Point labeling dataset excerpts
++++++++
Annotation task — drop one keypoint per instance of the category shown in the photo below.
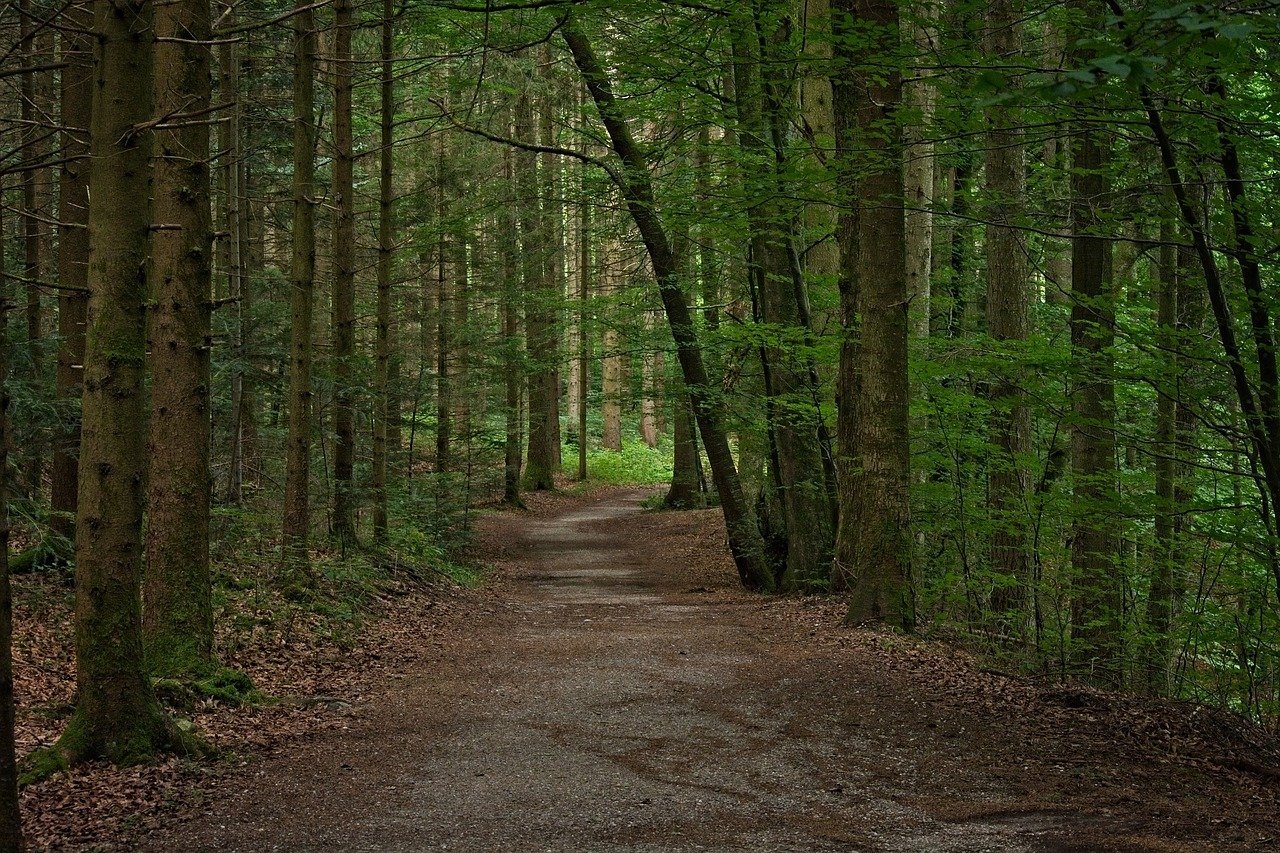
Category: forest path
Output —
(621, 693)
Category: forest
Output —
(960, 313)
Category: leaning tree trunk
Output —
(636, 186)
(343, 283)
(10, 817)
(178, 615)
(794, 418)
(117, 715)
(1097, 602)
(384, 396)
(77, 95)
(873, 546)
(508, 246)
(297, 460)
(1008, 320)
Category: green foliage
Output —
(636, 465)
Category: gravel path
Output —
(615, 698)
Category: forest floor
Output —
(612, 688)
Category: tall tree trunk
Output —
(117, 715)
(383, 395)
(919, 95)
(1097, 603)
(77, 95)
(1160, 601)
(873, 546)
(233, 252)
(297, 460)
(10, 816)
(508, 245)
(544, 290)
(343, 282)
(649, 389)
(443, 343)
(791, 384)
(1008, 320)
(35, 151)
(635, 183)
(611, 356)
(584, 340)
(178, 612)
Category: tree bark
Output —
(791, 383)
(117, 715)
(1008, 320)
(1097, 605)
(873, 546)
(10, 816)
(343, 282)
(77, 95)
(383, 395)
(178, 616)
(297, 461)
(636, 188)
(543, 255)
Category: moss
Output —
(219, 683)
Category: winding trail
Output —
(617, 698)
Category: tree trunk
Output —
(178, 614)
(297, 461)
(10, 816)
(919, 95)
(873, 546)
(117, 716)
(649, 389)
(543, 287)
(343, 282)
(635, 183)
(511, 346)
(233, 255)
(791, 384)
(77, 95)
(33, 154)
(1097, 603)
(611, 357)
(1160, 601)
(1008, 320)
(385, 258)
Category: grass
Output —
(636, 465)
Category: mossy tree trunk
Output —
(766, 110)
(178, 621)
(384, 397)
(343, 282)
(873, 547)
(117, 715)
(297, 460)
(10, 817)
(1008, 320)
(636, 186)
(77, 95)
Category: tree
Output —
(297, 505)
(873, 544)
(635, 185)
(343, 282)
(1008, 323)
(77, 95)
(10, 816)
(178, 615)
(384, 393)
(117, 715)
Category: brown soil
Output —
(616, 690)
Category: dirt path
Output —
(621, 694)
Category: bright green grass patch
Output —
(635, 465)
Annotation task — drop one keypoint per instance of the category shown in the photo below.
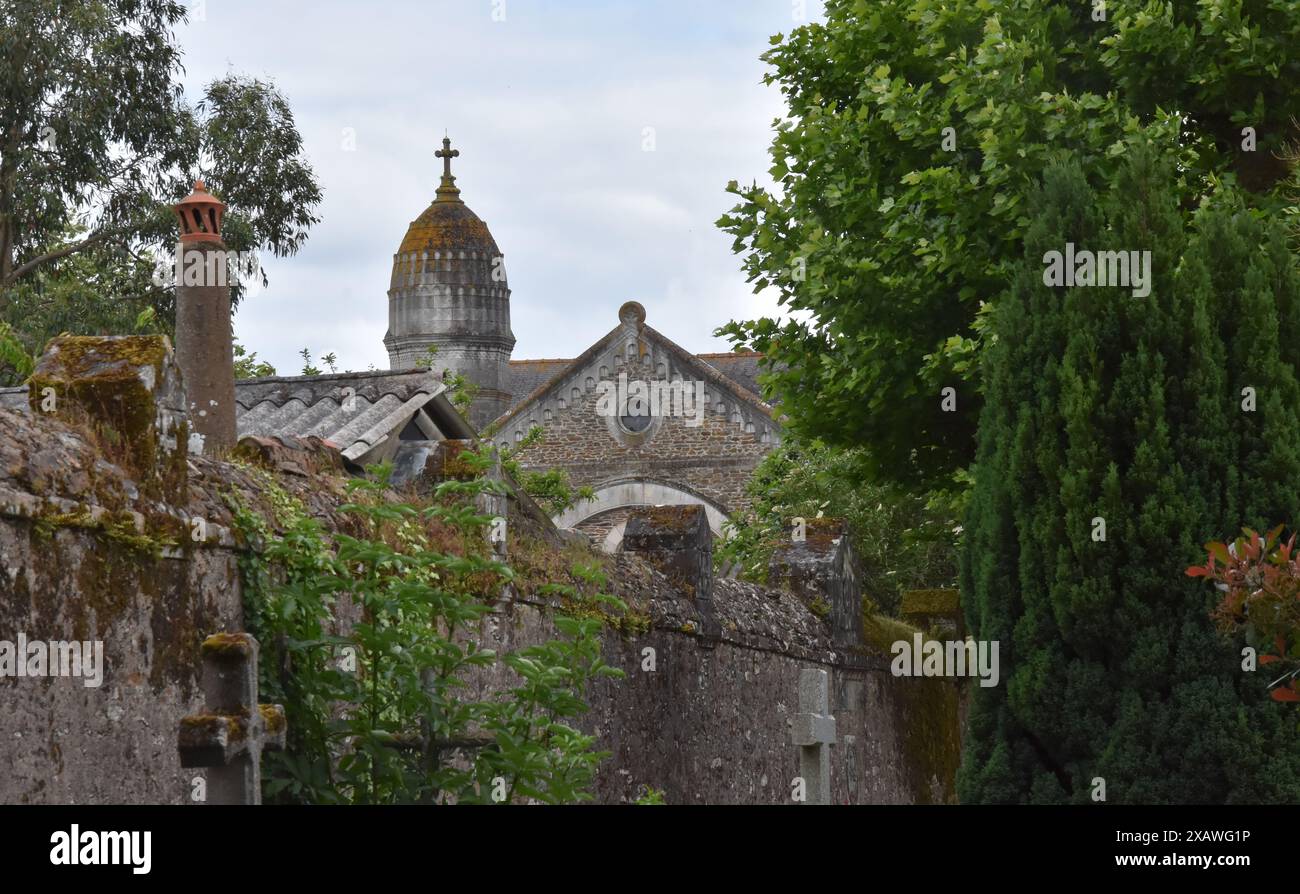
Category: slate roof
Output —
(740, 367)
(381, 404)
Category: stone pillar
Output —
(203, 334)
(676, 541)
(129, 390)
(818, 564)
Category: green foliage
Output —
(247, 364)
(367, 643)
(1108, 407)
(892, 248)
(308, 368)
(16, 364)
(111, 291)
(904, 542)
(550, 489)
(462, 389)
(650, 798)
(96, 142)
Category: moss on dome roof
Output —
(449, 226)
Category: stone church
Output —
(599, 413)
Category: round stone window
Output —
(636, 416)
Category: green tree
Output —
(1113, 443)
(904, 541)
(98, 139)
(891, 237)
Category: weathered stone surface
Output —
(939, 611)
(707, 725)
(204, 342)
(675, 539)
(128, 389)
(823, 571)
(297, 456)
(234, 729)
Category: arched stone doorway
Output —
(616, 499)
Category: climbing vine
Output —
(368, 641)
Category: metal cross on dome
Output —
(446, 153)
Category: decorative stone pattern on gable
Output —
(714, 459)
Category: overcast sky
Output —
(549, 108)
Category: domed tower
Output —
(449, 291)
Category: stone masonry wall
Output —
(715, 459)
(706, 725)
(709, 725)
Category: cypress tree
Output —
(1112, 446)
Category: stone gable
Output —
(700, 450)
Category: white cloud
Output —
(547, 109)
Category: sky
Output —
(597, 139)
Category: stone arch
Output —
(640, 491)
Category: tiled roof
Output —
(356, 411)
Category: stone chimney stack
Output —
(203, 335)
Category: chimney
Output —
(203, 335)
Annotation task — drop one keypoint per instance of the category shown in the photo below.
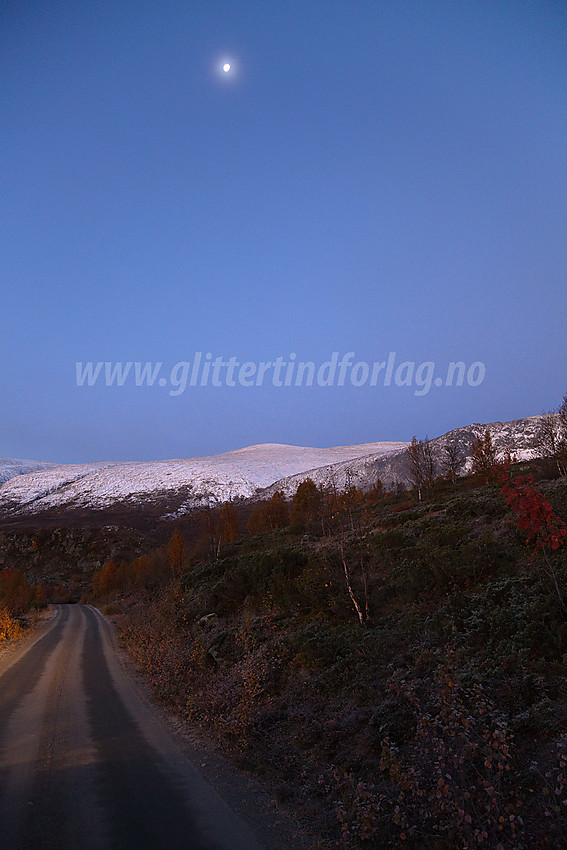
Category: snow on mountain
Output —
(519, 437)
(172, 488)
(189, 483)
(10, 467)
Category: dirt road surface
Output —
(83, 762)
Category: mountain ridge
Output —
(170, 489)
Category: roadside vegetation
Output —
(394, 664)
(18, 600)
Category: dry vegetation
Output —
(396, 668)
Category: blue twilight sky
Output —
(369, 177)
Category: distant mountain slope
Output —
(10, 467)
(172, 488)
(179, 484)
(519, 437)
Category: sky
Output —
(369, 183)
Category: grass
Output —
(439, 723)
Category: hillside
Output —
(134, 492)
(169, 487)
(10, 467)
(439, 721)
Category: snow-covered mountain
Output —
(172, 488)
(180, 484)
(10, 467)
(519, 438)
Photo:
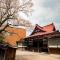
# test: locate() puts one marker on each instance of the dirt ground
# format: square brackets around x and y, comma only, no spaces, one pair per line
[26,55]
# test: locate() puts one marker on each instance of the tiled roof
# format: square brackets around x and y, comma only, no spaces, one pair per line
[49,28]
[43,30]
++++++++
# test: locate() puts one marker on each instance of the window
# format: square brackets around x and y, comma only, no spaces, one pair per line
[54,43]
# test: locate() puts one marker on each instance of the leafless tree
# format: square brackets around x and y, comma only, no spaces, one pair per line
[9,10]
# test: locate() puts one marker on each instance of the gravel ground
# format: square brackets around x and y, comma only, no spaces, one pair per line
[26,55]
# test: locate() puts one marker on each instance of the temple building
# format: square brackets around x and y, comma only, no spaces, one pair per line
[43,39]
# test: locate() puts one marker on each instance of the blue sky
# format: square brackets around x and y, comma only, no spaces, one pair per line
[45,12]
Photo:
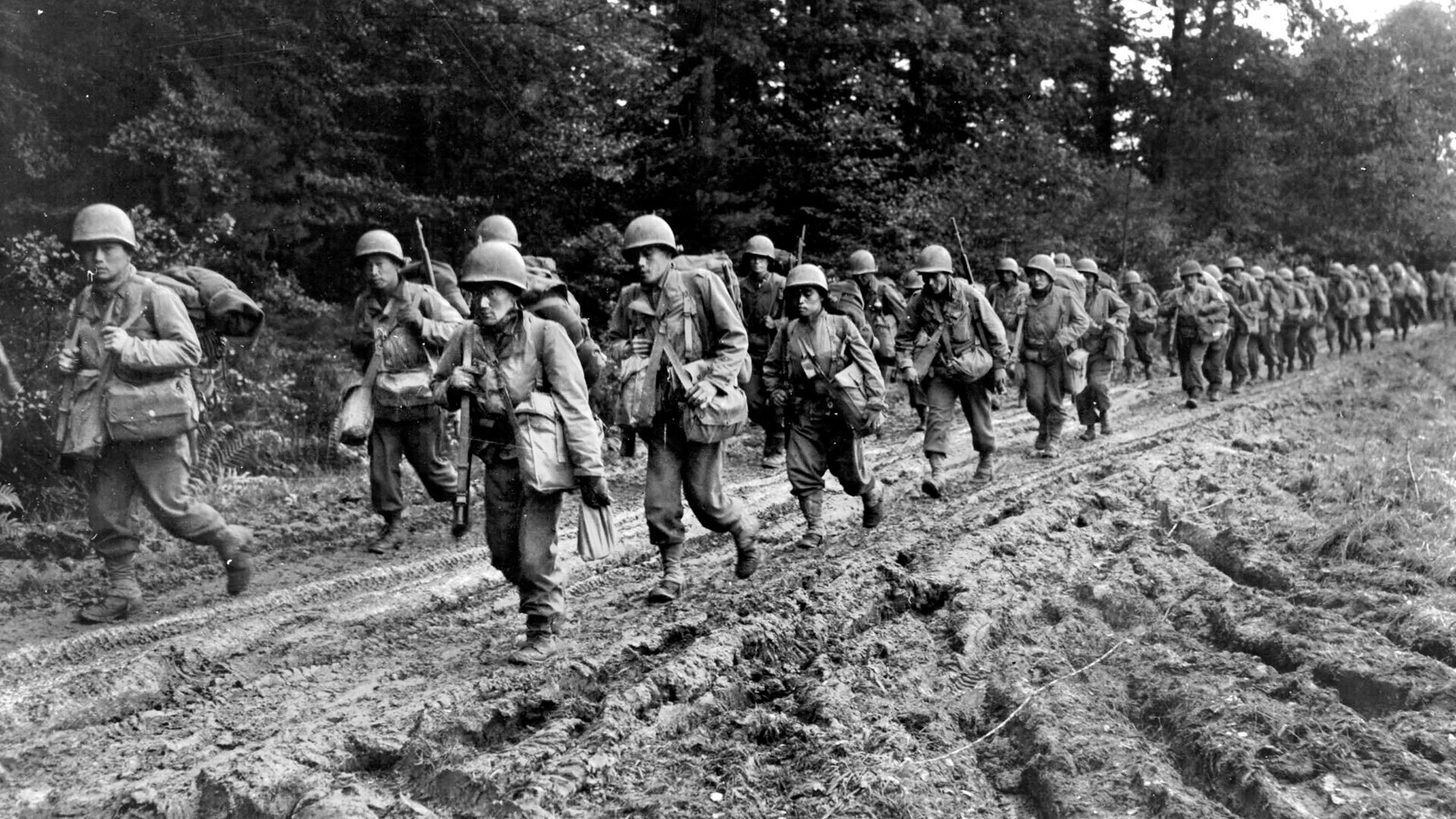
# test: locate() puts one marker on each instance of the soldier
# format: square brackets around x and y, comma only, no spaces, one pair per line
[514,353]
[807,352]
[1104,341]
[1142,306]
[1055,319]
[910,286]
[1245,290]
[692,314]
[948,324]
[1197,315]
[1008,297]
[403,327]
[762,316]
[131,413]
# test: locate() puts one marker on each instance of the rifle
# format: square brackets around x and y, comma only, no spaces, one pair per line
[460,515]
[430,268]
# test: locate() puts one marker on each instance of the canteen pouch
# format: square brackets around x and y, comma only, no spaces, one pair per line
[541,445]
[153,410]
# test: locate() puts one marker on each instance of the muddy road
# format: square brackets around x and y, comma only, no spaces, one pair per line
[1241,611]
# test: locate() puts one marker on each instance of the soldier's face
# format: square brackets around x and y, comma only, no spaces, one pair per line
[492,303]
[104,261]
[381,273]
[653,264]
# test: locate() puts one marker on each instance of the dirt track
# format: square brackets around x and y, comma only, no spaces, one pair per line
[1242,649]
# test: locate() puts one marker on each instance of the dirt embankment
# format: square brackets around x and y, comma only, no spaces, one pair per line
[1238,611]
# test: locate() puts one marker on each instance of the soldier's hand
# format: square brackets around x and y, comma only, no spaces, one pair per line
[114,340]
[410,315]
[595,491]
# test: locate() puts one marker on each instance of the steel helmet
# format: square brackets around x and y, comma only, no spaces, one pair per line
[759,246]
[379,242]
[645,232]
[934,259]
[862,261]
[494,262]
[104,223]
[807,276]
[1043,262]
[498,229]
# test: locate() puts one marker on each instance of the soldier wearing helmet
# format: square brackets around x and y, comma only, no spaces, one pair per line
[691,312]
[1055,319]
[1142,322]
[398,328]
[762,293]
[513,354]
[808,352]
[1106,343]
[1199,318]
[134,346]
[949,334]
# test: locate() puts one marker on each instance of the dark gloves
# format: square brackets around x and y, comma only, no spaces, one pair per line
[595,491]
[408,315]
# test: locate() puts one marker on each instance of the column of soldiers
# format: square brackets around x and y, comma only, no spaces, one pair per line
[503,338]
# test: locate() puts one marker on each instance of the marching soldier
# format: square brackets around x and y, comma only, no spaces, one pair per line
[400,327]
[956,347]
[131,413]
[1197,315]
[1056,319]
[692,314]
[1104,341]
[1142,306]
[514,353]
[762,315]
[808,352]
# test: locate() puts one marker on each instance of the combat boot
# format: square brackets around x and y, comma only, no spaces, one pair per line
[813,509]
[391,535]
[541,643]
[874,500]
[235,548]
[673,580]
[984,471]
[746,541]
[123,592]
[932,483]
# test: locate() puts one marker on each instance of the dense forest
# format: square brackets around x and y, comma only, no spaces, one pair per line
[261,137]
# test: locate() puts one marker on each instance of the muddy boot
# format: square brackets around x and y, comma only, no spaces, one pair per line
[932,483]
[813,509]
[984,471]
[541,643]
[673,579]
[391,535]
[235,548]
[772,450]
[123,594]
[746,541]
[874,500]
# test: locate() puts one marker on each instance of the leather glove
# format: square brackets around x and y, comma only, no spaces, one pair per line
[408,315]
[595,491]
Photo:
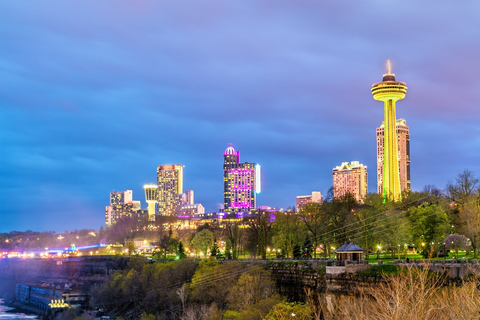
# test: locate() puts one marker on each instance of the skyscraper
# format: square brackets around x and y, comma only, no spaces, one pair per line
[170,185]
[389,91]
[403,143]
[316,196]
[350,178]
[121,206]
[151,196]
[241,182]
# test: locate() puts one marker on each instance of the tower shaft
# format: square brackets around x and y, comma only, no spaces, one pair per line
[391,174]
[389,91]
++++++++
THE EXERCISE: Return every line of the records above that contains the string "boot", copying each line in full.

RESPONSE:
# test: locate() puts one marker on each instance of the combat boot
# test: locate() puts one marker on each instance of the muddy boot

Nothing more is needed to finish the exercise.